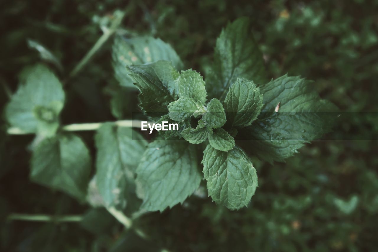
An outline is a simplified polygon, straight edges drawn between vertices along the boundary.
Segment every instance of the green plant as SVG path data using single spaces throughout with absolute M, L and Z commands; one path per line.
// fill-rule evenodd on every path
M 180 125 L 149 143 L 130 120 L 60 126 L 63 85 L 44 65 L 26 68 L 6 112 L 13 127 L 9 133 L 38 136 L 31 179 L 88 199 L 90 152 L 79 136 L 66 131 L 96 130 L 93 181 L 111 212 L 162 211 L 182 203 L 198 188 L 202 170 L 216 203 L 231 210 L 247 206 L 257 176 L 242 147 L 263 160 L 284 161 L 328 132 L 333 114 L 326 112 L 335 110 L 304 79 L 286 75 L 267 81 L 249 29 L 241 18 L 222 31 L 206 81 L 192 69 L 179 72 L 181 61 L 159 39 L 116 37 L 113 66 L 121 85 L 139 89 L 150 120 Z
--
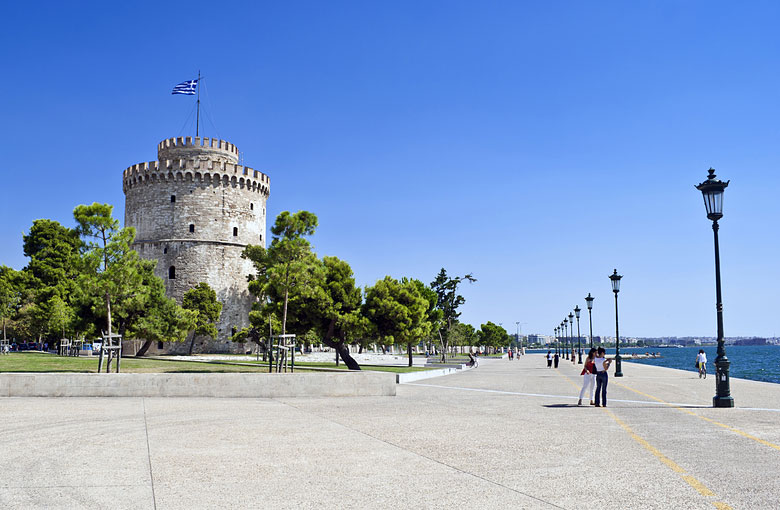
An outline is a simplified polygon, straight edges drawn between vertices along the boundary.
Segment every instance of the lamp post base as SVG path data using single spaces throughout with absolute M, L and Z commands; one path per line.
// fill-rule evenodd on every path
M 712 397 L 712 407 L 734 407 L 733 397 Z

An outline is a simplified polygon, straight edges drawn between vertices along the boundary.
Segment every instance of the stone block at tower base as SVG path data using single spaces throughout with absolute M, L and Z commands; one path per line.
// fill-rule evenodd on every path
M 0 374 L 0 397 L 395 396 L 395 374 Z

### EXERCISE TASK
Please return every row that contains the string "Segment", matching case exactly.

### SOLUTION
Segment every instance of the green plant as SVG path data using single spaces throughout with absolute M, L and Z commands; one path per line.
Segment every instance of the lamp post base as SVG path data using single spaces throughout with absolute M, L and Z commands; one path per line.
Segment every instance of the stone block at tower base as SVG path data using single spaces throughout with absolute M, L and Z commands; one path per line.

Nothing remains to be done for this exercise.